WHAT YOU WILL DO:
Which lines run from the one containing "Target: support column" through the end of the data? Write them out exactly, with the pictures left out.

(DATA FOR THIS TASK begins)

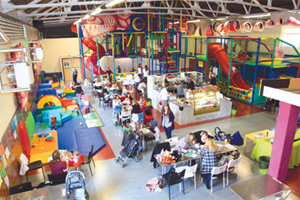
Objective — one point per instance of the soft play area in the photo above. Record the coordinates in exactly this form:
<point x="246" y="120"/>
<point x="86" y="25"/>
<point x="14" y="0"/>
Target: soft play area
<point x="76" y="121"/>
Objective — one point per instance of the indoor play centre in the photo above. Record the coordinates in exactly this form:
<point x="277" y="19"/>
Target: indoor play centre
<point x="67" y="66"/>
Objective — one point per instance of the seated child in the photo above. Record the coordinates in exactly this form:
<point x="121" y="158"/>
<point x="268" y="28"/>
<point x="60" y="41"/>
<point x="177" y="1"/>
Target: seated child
<point x="53" y="122"/>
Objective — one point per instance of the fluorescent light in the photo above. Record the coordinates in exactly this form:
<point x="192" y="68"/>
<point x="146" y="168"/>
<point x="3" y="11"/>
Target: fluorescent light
<point x="97" y="11"/>
<point x="78" y="21"/>
<point x="196" y="20"/>
<point x="219" y="19"/>
<point x="86" y="17"/>
<point x="114" y="2"/>
<point x="257" y="15"/>
<point x="3" y="36"/>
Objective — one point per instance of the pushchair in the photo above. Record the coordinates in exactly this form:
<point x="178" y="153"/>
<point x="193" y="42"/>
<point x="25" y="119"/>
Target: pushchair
<point x="75" y="186"/>
<point x="133" y="145"/>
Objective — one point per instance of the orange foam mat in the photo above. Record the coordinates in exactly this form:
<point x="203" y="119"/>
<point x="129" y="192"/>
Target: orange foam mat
<point x="41" y="149"/>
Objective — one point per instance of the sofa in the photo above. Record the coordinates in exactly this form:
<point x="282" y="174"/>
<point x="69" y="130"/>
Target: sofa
<point x="264" y="148"/>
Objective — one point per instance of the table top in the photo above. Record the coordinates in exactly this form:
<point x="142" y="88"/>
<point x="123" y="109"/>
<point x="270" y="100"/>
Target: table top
<point x="224" y="148"/>
<point x="258" y="187"/>
<point x="180" y="159"/>
<point x="260" y="135"/>
<point x="51" y="192"/>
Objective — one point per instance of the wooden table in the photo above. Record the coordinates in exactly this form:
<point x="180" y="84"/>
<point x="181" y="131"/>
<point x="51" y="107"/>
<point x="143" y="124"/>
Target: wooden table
<point x="265" y="136"/>
<point x="259" y="187"/>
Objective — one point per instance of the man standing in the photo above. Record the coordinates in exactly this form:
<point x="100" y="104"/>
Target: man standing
<point x="74" y="74"/>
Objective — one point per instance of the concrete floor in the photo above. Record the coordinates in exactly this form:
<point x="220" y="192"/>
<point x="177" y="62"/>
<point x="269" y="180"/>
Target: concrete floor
<point x="112" y="182"/>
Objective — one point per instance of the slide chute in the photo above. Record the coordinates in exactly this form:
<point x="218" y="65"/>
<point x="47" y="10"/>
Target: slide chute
<point x="235" y="77"/>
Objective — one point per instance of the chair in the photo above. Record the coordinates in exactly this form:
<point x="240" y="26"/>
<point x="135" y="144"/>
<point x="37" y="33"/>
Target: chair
<point x="78" y="163"/>
<point x="125" y="115"/>
<point x="232" y="165"/>
<point x="21" y="188"/>
<point x="173" y="141"/>
<point x="190" y="172"/>
<point x="173" y="178"/>
<point x="34" y="166"/>
<point x="88" y="159"/>
<point x="285" y="197"/>
<point x="217" y="171"/>
<point x="57" y="179"/>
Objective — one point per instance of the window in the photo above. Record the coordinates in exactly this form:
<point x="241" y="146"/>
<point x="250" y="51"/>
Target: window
<point x="290" y="35"/>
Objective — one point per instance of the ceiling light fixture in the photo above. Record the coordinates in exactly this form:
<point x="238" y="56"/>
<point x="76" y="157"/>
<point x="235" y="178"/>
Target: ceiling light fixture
<point x="97" y="11"/>
<point x="191" y="21"/>
<point x="257" y="15"/>
<point x="78" y="21"/>
<point x="113" y="3"/>
<point x="86" y="17"/>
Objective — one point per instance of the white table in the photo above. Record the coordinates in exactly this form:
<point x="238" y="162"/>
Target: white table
<point x="259" y="188"/>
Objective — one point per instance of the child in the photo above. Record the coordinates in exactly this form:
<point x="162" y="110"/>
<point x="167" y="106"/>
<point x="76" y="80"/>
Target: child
<point x="53" y="122"/>
<point x="155" y="130"/>
<point x="75" y="156"/>
<point x="213" y="80"/>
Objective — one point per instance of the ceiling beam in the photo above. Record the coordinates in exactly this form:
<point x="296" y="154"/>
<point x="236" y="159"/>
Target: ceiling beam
<point x="9" y="7"/>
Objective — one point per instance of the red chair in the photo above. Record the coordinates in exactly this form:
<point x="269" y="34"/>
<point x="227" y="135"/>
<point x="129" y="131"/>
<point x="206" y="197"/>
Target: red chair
<point x="147" y="118"/>
<point x="79" y="162"/>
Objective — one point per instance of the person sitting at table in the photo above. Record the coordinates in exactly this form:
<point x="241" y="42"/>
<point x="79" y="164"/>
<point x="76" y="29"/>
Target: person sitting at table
<point x="180" y="92"/>
<point x="143" y="102"/>
<point x="191" y="84"/>
<point x="127" y="101"/>
<point x="136" y="108"/>
<point x="185" y="143"/>
<point x="57" y="166"/>
<point x="209" y="160"/>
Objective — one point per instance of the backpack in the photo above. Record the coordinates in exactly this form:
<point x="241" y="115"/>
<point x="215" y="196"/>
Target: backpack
<point x="75" y="185"/>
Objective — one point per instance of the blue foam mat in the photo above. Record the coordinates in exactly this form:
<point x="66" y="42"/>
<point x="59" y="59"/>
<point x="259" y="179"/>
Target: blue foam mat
<point x="66" y="139"/>
<point x="74" y="124"/>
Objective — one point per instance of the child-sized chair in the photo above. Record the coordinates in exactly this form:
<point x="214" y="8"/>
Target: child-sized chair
<point x="78" y="163"/>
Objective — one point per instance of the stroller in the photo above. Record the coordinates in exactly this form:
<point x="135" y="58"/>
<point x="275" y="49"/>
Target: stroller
<point x="75" y="186"/>
<point x="132" y="147"/>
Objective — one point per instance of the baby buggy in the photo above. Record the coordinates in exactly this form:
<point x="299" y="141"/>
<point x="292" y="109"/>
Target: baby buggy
<point x="75" y="186"/>
<point x="132" y="147"/>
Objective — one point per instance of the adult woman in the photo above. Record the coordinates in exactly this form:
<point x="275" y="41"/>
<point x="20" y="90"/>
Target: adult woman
<point x="209" y="160"/>
<point x="137" y="80"/>
<point x="136" y="108"/>
<point x="164" y="95"/>
<point x="145" y="73"/>
<point x="186" y="142"/>
<point x="140" y="71"/>
<point x="167" y="120"/>
<point x="191" y="84"/>
<point x="57" y="166"/>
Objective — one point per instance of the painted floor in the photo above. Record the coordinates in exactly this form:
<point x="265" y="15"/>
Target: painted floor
<point x="112" y="182"/>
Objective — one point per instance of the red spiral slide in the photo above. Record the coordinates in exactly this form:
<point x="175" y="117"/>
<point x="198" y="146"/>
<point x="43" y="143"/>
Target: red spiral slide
<point x="235" y="77"/>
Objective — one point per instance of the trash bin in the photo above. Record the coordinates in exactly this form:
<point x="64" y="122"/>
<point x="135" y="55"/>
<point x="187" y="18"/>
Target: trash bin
<point x="233" y="109"/>
<point x="264" y="164"/>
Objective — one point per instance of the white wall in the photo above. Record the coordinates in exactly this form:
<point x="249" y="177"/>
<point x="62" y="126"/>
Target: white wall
<point x="8" y="101"/>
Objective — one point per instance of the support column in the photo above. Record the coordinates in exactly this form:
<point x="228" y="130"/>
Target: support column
<point x="283" y="141"/>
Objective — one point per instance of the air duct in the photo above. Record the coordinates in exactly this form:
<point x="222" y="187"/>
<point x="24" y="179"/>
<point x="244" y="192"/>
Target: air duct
<point x="279" y="22"/>
<point x="293" y="21"/>
<point x="234" y="26"/>
<point x="269" y="24"/>
<point x="258" y="27"/>
<point x="246" y="27"/>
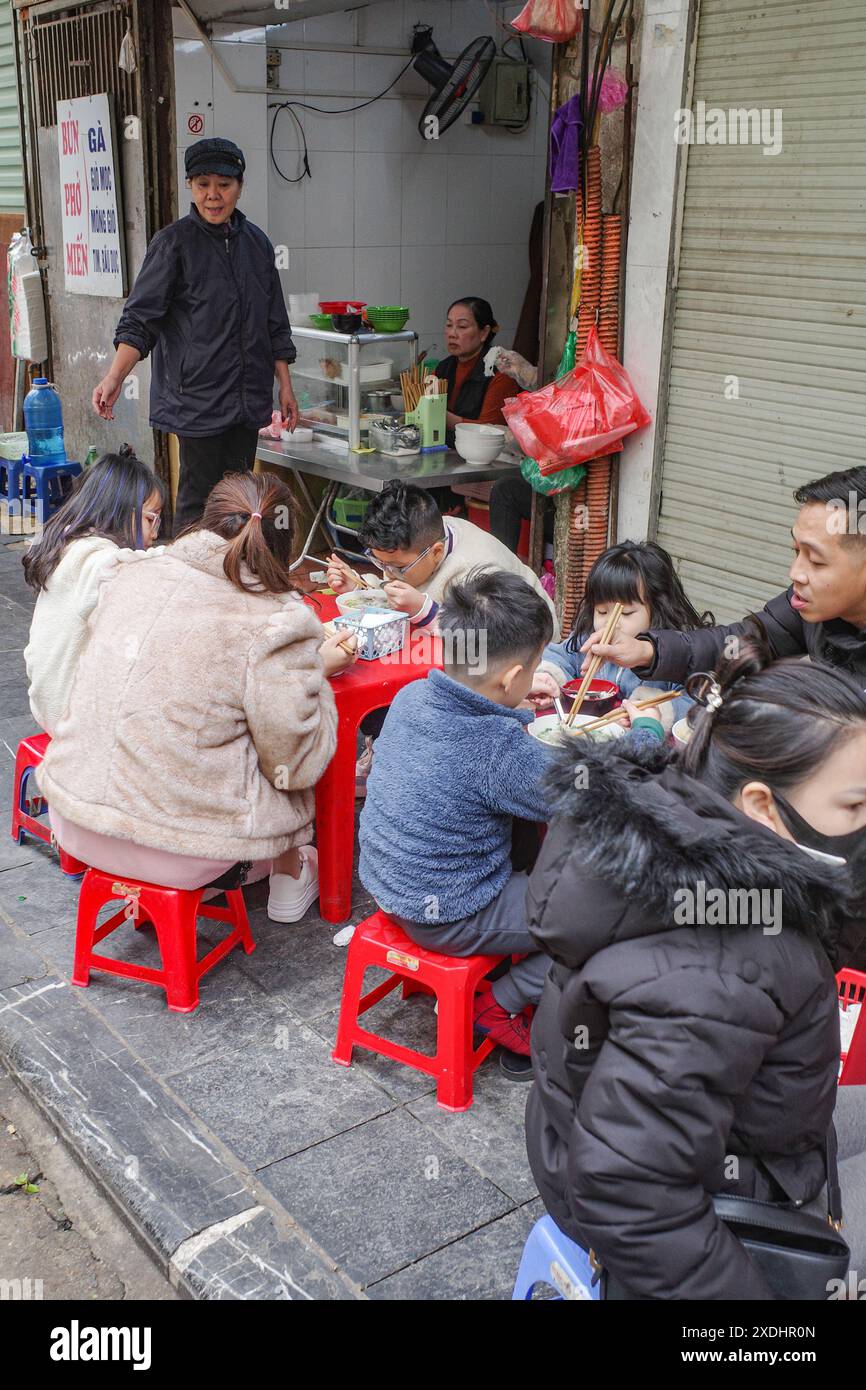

(DATA FOR THIS TASK ends)

RESPONSE TO THE EXERCISE:
Target: support column
<point x="283" y="141"/>
Objective — one point per instance of the air duct in the photo above. Record the coordinates in exactly this form:
<point x="222" y="187"/>
<point x="24" y="179"/>
<point x="244" y="192"/>
Target: air duct
<point x="279" y="22"/>
<point x="293" y="21"/>
<point x="234" y="26"/>
<point x="269" y="24"/>
<point x="258" y="27"/>
<point x="246" y="27"/>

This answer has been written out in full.